◆ What is being asked
With every mark kept, transcribe all of the records.
╭──
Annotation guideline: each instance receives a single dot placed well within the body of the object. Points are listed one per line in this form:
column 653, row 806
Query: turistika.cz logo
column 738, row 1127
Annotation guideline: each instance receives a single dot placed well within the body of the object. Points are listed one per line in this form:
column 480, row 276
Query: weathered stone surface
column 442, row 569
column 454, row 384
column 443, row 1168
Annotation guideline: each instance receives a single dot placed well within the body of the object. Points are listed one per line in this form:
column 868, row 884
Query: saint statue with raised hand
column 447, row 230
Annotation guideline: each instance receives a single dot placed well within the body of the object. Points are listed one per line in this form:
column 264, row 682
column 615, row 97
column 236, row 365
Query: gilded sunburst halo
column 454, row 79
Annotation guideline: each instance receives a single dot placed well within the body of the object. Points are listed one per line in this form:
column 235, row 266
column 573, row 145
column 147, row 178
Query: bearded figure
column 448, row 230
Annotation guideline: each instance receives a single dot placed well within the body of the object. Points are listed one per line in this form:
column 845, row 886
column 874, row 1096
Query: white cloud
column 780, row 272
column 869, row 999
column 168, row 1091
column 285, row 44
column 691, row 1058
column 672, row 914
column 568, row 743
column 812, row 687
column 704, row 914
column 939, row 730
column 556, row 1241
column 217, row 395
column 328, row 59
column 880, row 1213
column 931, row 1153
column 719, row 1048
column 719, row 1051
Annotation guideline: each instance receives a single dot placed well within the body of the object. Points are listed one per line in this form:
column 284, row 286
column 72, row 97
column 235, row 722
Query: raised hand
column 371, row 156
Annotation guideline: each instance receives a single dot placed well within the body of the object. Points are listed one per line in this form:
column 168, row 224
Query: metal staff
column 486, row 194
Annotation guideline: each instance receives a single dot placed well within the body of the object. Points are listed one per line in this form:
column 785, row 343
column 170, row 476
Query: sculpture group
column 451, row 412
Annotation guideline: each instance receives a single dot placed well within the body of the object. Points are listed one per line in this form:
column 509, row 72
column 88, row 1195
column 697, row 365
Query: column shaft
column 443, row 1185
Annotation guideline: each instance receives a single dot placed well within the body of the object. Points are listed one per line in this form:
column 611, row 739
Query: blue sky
╰──
◆ Exercise answer
Annotation guideline: each instance receives a single dot placed well within the body of the object. Points are listed one per line in this form:
column 653, row 806
Query: turistika.cz logo
column 738, row 1127
Annotation guideline: each instance receives a single dot placed well within the body of the object. Points are listed one per line in this form:
column 480, row 276
Query: weathered stone surface
column 442, row 569
column 454, row 384
column 443, row 1168
Annotation guideline: each instance receives a single dot placed well within the body of the object. Points are listed one per line in this form:
column 868, row 884
Query: saint statue with raised hand
column 447, row 230
Annotation guideline: each instance receives a single dot placed well within the body of the object. Points are listed one per line in this form:
column 264, row 682
column 615, row 97
column 236, row 365
Query: gilded sunburst halo
column 454, row 79
Annotation guideline: each instance receives a single dot placed well within the body of the object. Points are listed one per line in this form:
column 235, row 266
column 573, row 145
column 147, row 178
Query: bearded figure
column 448, row 230
Annotation guideline: each instance receives a single dot placed well within the body of the object. Points are listed one per line in this form:
column 845, row 886
column 874, row 1096
Query: white cloud
column 780, row 272
column 869, row 999
column 168, row 1091
column 285, row 44
column 691, row 1058
column 672, row 914
column 568, row 743
column 812, row 687
column 704, row 914
column 939, row 730
column 556, row 1241
column 217, row 395
column 328, row 59
column 880, row 1213
column 931, row 1153
column 719, row 1048
column 719, row 1051
Annotation guideline: each instance receives a single dot placed well within the body of the object. Points are listed one per line in this form:
column 284, row 286
column 72, row 97
column 235, row 722
Query: raised hand
column 371, row 156
Annotation guideline: each instance receives a single dot placed well within the body of the object. Points are listed one per line in this form:
column 168, row 224
Query: metal staff
column 486, row 194
Annotation guideline: each instance receives a single dot placed well within the body of the object. Points are listed one per line in this form:
column 785, row 343
column 170, row 476
Query: sculpture group
column 451, row 412
Annotation guideline: each instance receives a single dot placed well within the body of the object. Points are listed one per line in this form:
column 509, row 72
column 88, row 1195
column 697, row 365
Query: column shaft
column 443, row 1185
Annotation guideline: each instance receives a single dot placed well within the body of the object. Points are listed one per line in this form:
column 611, row 739
Query: blue sky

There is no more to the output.